Listed records
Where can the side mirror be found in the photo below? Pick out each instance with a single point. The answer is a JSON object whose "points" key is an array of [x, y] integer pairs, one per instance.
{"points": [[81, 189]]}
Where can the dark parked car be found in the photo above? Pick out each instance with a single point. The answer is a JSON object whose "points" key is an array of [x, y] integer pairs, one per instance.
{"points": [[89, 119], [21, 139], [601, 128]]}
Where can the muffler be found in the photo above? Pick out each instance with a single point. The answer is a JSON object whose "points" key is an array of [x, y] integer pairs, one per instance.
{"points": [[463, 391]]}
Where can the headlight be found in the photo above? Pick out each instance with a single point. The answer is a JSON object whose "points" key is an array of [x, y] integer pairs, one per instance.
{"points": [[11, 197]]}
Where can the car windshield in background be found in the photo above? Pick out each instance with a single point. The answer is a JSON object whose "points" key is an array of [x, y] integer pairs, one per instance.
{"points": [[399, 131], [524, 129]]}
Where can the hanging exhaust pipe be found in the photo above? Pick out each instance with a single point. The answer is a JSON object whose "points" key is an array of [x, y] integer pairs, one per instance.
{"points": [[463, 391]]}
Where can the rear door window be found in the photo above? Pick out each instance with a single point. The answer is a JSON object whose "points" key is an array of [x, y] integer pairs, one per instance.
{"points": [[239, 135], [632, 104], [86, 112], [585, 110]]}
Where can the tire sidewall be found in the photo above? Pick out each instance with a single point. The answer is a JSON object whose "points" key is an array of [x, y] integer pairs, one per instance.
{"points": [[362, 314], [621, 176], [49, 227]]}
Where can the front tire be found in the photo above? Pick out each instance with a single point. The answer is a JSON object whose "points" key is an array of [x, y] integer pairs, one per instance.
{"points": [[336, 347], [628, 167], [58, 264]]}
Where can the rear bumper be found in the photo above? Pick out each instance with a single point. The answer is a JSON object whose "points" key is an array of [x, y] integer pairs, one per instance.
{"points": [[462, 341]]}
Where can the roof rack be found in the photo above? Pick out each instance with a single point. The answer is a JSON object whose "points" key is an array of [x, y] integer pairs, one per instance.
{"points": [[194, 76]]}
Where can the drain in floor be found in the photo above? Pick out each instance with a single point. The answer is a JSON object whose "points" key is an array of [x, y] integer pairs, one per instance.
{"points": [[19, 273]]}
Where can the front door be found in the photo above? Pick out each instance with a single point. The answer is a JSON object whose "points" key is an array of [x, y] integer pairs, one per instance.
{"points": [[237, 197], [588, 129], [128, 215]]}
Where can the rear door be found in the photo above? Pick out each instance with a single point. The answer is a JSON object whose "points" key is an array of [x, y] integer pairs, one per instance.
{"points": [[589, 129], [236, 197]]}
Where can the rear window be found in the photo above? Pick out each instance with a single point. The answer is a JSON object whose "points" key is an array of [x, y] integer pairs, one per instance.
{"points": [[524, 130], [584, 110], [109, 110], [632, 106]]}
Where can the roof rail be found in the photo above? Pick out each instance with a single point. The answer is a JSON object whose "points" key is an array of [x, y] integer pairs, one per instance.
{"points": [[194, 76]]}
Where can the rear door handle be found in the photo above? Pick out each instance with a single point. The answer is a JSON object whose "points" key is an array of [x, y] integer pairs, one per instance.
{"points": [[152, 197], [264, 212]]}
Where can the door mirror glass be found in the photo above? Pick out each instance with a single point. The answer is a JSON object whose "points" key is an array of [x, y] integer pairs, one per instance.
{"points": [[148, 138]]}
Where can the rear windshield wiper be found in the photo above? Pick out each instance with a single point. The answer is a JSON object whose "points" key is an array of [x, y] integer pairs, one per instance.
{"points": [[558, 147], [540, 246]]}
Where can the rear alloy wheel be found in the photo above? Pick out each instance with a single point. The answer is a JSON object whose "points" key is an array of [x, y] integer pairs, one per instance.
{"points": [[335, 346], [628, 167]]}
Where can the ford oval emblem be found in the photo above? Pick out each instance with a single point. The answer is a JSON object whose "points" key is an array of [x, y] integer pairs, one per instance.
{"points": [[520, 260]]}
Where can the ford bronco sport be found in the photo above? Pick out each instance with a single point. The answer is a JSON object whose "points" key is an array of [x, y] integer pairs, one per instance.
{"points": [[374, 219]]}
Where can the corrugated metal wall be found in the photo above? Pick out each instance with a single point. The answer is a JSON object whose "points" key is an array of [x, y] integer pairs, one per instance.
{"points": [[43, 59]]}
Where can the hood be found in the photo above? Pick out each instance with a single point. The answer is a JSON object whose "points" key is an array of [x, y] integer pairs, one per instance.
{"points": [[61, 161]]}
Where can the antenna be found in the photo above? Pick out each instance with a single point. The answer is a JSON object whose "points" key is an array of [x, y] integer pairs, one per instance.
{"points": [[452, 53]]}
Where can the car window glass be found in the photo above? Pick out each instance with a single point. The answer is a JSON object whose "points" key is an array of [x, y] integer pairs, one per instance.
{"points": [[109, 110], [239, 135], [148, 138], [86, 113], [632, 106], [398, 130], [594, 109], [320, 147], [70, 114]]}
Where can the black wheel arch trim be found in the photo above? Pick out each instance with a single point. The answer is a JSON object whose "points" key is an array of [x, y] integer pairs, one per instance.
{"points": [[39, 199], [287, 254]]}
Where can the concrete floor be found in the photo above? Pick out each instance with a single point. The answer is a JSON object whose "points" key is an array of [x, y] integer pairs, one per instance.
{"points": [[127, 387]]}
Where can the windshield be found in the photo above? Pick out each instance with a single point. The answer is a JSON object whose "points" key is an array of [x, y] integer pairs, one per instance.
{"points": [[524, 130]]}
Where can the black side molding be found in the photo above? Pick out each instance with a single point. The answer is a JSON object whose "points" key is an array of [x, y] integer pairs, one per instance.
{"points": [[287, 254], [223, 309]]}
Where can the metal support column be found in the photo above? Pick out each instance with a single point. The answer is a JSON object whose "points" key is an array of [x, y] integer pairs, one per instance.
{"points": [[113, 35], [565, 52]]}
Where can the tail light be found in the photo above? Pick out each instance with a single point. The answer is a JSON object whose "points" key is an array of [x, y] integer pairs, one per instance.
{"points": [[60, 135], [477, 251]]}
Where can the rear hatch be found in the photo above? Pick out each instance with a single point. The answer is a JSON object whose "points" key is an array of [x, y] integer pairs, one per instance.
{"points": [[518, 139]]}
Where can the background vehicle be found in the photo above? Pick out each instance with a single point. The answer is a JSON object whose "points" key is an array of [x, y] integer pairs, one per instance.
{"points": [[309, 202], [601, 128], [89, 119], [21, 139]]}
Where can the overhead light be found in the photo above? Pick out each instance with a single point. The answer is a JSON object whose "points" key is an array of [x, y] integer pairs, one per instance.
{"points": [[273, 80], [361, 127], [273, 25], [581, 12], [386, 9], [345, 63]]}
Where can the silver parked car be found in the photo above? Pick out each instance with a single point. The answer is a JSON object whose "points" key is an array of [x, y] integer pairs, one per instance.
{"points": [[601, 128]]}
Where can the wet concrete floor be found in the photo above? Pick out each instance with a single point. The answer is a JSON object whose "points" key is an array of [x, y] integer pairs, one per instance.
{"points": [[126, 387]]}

Written instruction
The listing above must be transcribed exactly, line by line.

Solution for this task
Where can the side mirror be found in the photo below? Pick out each instance with a single point. The answer is a JSON object whose "points" key is an array of [x, y] integer pairs, one per instance.
{"points": [[81, 189]]}
Where can the dark parked car be found in the photo above? Pick out each instance with a single point. The answer is a JSON object whose "points" key is an array of [x, y] integer pairs, one per instance.
{"points": [[89, 119], [21, 139], [601, 128]]}
Where can the muffler be found in the photo above? Pick out each instance with a single point. The answer is a JSON object whose "points" key is an array of [x, y] integer pairs, one per instance.
{"points": [[463, 391]]}
Where can the headlight be found in the photo above? Pick out each instance with a single point. The answer is a JSON object whose "points" key is an array of [x, y] integer pairs, one per instance.
{"points": [[11, 197]]}
Where can the car windshield in background be found in the photo above? Pick out each instance with a single point. The answer is a JSON object whose "points" key is an array of [x, y] integer pairs, one per instance.
{"points": [[399, 131], [524, 129]]}
Where can the hanging exhaust pipe be found in the photo above? Pick out each instance with a single point. The answer is a JSON object whose "points" key is an array of [x, y] integer pairs, one per instance.
{"points": [[463, 391]]}
Where can the rear door window be found in the photo above? Pick out each instance with a single point. The answer is a JSON object whose "points" key is an array of [x, y] integer pairs, one per instance.
{"points": [[239, 135], [632, 104], [86, 112], [585, 110]]}
Where can the tire sidewall be found in the photo above? Pick out each instance with a single point. The answer is a JSON object whose "points" key is an array of [x, y] integer pairs, one per instance.
{"points": [[362, 314], [621, 176], [49, 227]]}
Where can the front tire be found in the photo above? Pick out each instance with a single point. The answer is a JSON object whose "points" key is an array of [x, y] integer pairs, one per instance.
{"points": [[336, 347], [628, 167], [58, 264]]}
Where can the rear bumper be found in the photo above? Pick out each instance with a single point. The answer is a JSON object whose "points" key is an array of [x, y] integer pairs, one per instance.
{"points": [[462, 341]]}
Where can the roof rack be found in the photo above? Pick out each instance with a single point. The answer is a JSON object whose "points" key is an array of [x, y] integer pairs, one per instance.
{"points": [[194, 76]]}
Where can the drain in floor be found in the photo above? Pick out each instance with a single point. The answer is a JSON object whose "points" key is an array of [x, y] integer pairs, one per instance.
{"points": [[19, 273]]}
Where can the front door be found in the photo above? Pick out each instance with a single point. The answer is a JSON object whose "points" key is an array of [x, y] integer pairs, one per instance.
{"points": [[237, 197], [588, 129], [128, 215]]}
Where can the rear door be found in the photo above? Pick out each instance with a single point. The answer is a JSON object whose "points" key is an array of [x, y] integer pairs, one per instance.
{"points": [[589, 129], [236, 197]]}
Where can the rear window be found in the photo above? Pick out each instance with a single point. The answer is a JSON object whose "points" key is an array of [x, y] integer pairs, one per instance.
{"points": [[524, 130], [584, 110], [109, 110], [632, 106]]}
Where can the roof rail be found in the photo above? Pick out each instance with a single point. The answer is a JSON object whose "points" key is an array of [x, y] integer pairs, one per instance.
{"points": [[194, 76]]}
Where can the rear door handle be found in the photo above? Pick out each instance with a single point. The answer is a JSON object whose "points" key is an array of [x, y] integer pairs, one per instance.
{"points": [[152, 197], [264, 212]]}
Where can the door mirror glass be found in the photo above? Pick out each instance with a single point. The answer is a JSON object whose "points" key is an array of [x, y] integer pairs, one per instance.
{"points": [[148, 138]]}
Where can the rear windshield wiper be found in the photo above? Pick out each instance with a single point. The answer is a JSON object whose "points" key is an array of [x, y] integer pairs, one per instance.
{"points": [[558, 147], [540, 246]]}
Where can the rear alloy wheel be found in the photo above? Pick out each instance with a single point. The answer is a JSON object whose "points" key is an array of [x, y] integer pairs, one per instance.
{"points": [[335, 346], [628, 167]]}
Where can the ford oval emblem be found in the photo above? Pick out each instance with a single point. The answer is a JSON object whose "points" key is an array of [x, y] integer pairs, one per instance.
{"points": [[520, 260]]}
Where can the ford bronco sport be found in the photo above? Pick out each instance with a single point. The answer is a JSON object whose "points" key is an array of [x, y] integer pairs, one per instance.
{"points": [[374, 219]]}
Where can the corrugated metal wall be found in the photo above? Pick out each instance with a single point. The answer is a JSON object whose "points" key is an array of [x, y] integer pairs, one per instance.
{"points": [[43, 59]]}
Where can the hood be found in the photo above? Pick out each instance with a single point. The answer is a JSON object whose "points" key is an array of [x, y] integer pairs, one per instance.
{"points": [[61, 161]]}
Where can the antenna be found in the photo above? Pick out each instance with a single point. The answer is a JSON object whose "points" key is an array of [x, y] integer pairs, one per instance.
{"points": [[452, 53]]}
Where can the car window glass be found in the photo above? Pick out each instance with a single point. The answer is a JSON object whose "points" key is an array of [x, y] integer pairs, one per instance.
{"points": [[109, 110], [239, 135], [148, 138], [86, 113], [632, 106], [398, 130], [594, 109], [320, 147], [70, 114]]}
Where can the black wheel arch trim be found in the photo above? Pick out each instance with a single point. The answer is a JSON object whose "points" key is an array of [x, y] integer pairs, one per instance.
{"points": [[39, 199], [287, 254]]}
Where can the concrete floor be found in the photo above? Pick out each instance with a single point. The answer is a JSON object whose "points" key is an array of [x, y] integer pairs, one per instance.
{"points": [[127, 387]]}
Where can the windshield be found in the photo above? Pick out each instance with a single point. The answer is a JSON object whose "points" key is an array of [x, y] integer pairs, one per instance.
{"points": [[524, 130]]}
Where can the black side molding be found in the photo above? Pick out each instance with a single point. The answer is a JSON object whose "points" key is an array of [x, y] integer pairs, one per instance.
{"points": [[287, 254], [223, 309]]}
Where can the metal support column be found in the photo above? Pick out each instance with a single point. The answer is a JSON object whose "points" key is an array of [x, y] integer pairs, one per instance.
{"points": [[113, 35], [565, 52]]}
Where can the tail light be found in the photo above? Pick out each instance with a single point. The answer is a JSON object whose "points" key is an array of [x, y] integer pairs, one per instance.
{"points": [[60, 135], [477, 251]]}
Where can the rear hatch be found in the photo above? Pick out each instance with a single point. The answer is a JSON object whose "points" key is an array of [x, y] integer pairs, one per instance.
{"points": [[518, 139]]}
Where can the background vehicle be found in the photo above? Pick out each instance with a single point. The answer is a JSON object whose "points" key is an array of [x, y] integer pairs, one per instance.
{"points": [[309, 202], [601, 128], [89, 119], [21, 139]]}
Where can the overhead light be found in the photo above? Pick out each instance with a single point. The answer is a JSON object whose "points" key is an array of [x, y] integer pairs, one per instance.
{"points": [[273, 80], [361, 127], [273, 25], [581, 12], [386, 9], [345, 63]]}
Where can the silver parked car be found in the photo above? Pick out each instance with a single point. The answer is a JSON object whose "points" key is an array of [x, y] integer pairs, one per instance.
{"points": [[601, 128]]}
Where can the wet concrete floor be found in the photo above? Pick out each instance with a single point. The answer is a JSON object whose "points" key is an array of [x, y] integer pairs, one per instance.
{"points": [[126, 387]]}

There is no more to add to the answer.